Data listing.
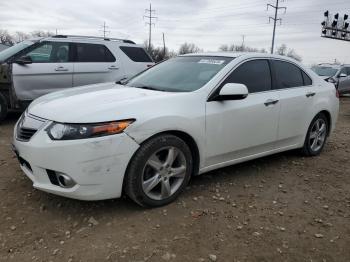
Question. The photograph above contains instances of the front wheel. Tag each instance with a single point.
(159, 171)
(316, 136)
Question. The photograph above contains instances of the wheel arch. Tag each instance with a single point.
(188, 139)
(329, 119)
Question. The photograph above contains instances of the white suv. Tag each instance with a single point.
(36, 67)
(185, 116)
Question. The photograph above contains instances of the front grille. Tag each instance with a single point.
(25, 134)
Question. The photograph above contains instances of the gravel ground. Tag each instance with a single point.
(278, 208)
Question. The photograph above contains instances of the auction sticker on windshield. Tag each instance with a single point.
(211, 61)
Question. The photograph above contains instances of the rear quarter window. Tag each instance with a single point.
(136, 54)
(93, 53)
(287, 75)
(307, 79)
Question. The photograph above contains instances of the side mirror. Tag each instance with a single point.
(24, 60)
(231, 91)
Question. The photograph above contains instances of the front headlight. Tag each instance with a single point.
(58, 131)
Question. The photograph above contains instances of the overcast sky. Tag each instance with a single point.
(207, 23)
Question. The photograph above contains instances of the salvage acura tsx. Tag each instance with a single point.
(183, 117)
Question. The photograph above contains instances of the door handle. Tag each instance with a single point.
(61, 69)
(311, 94)
(113, 67)
(271, 102)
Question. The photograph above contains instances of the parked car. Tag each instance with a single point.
(337, 74)
(39, 66)
(183, 117)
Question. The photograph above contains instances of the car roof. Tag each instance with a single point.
(77, 38)
(335, 66)
(242, 54)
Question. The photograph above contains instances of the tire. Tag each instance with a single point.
(317, 133)
(154, 177)
(3, 108)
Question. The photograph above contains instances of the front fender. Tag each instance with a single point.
(194, 127)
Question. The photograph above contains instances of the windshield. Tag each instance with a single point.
(325, 70)
(7, 53)
(180, 74)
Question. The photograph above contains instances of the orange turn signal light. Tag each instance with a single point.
(112, 127)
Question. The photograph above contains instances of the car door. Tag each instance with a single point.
(95, 63)
(296, 93)
(241, 128)
(51, 70)
(344, 82)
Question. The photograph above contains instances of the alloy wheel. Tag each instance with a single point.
(318, 134)
(164, 173)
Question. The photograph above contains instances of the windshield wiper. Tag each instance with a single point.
(150, 88)
(122, 81)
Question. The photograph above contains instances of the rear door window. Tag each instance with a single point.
(254, 74)
(136, 54)
(93, 53)
(287, 75)
(50, 52)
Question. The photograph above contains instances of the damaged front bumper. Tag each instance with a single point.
(93, 168)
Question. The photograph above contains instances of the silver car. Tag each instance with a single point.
(337, 74)
(39, 66)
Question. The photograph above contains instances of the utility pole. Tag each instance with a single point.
(163, 45)
(150, 23)
(243, 37)
(104, 29)
(275, 19)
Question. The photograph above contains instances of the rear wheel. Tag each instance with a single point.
(316, 136)
(159, 171)
(3, 107)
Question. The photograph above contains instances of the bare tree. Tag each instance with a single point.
(21, 36)
(6, 38)
(158, 54)
(187, 48)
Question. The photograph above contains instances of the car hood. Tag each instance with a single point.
(97, 103)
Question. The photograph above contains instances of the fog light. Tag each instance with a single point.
(65, 181)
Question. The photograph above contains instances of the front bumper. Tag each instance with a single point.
(96, 165)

Set task.
Set down the records in full and exactly. Do not carry over any image.

Response to the exercise.
Question. The photograph above contains instances of the front wheel. Tag each instance with a single point.
(159, 171)
(316, 136)
Question. The photograph above contains instances of the wheel arch. Tag each instance with a single point.
(188, 139)
(329, 119)
Question. The photograph above contains instances of the white suv. Tag each instance with a single point.
(36, 67)
(185, 116)
Question. The photograph above contains instances of the front grille. Tag each instance with a single point.
(25, 134)
Question. The photograph above contains instances of the gravel ground. Tag each instance with a single point.
(278, 208)
Question. The photograph above contains instances of the auction sticker on windshield. Tag each instance with a single point.
(211, 61)
Question. The photograph above contains instances of the rear quarter window. Tag each instance with a single point.
(136, 54)
(93, 53)
(287, 75)
(307, 79)
Question. The photograph above contains instances of the side mirror. Tag each instance with a single point.
(24, 60)
(231, 91)
Question. The photograph above contains instances of the front headlight. Tag each instance with a single point.
(58, 131)
Question. The photograph above contains instances of the overcast sky. Tag each instance with a single point.
(207, 23)
Question. The photograph above contains instances of the salvage acura tsx. Tag each instance with a single point.
(183, 117)
Question. The photograph above contains instances of the door handle. Tag each instance with a single point.
(61, 69)
(311, 94)
(113, 67)
(271, 102)
Question. The photograph above contains instances of the parked car. Tag each instance with a single point.
(337, 74)
(39, 66)
(183, 117)
Question. The photograph above contains instances of the car roof. Tag each instance with a single point.
(77, 38)
(335, 66)
(242, 54)
Question. The photograph above contains instances of the tire. Tag each instance with a single point.
(317, 133)
(154, 177)
(3, 108)
Question. The photograph above contains instances of the front fender. Tag each instance with a single point.
(194, 127)
Question. The photograph above contains instances of the windshield. Tag each instance with a single point.
(325, 70)
(7, 53)
(180, 74)
Question. The photograph above contains instances of the orange turn signal light. Tag each instance with a single point.
(112, 127)
Question. The photograph above contains instances of the car door. Tag each instance with a single point.
(95, 63)
(296, 93)
(241, 128)
(51, 70)
(344, 82)
Question. The photograph above contains instances of the alloy wheel. Tag each instance with a single point.
(318, 134)
(164, 173)
Question. The photograph above contains instances of the windshield wiper. Tag each instance with a single point.
(150, 88)
(122, 81)
Question. The photograph above contains instances of the rear door window. Tag each instance with a single point.
(254, 74)
(136, 54)
(93, 53)
(287, 75)
(50, 52)
Question. The photograph above contains instances of the damaged front bumper. Tag each instance with a single point.
(93, 168)
Question. The photograph above contains instances of the silver car. Tag each instance with a single point.
(337, 74)
(39, 66)
Question. The photograph above contains instances of the utility pole. Tag each instance with a single point.
(163, 45)
(150, 23)
(243, 37)
(104, 29)
(275, 19)
Question. The photograph above contains instances of the rear wheel. Tag each instance with a single point.
(316, 136)
(159, 171)
(3, 107)
Question. The photograph above contains instances of the bare tree. Tag each instance with a single point.
(21, 36)
(6, 38)
(158, 54)
(187, 48)
Question. The photograph above contains instances of the car hood. Tag each instance with a single point.
(97, 103)
Question. The photograph above contains instances of the fog light. Tag each instance with a single point.
(65, 181)
Question. The photograph above contains instances of the front bumper. Tag each instance with a single point.
(96, 165)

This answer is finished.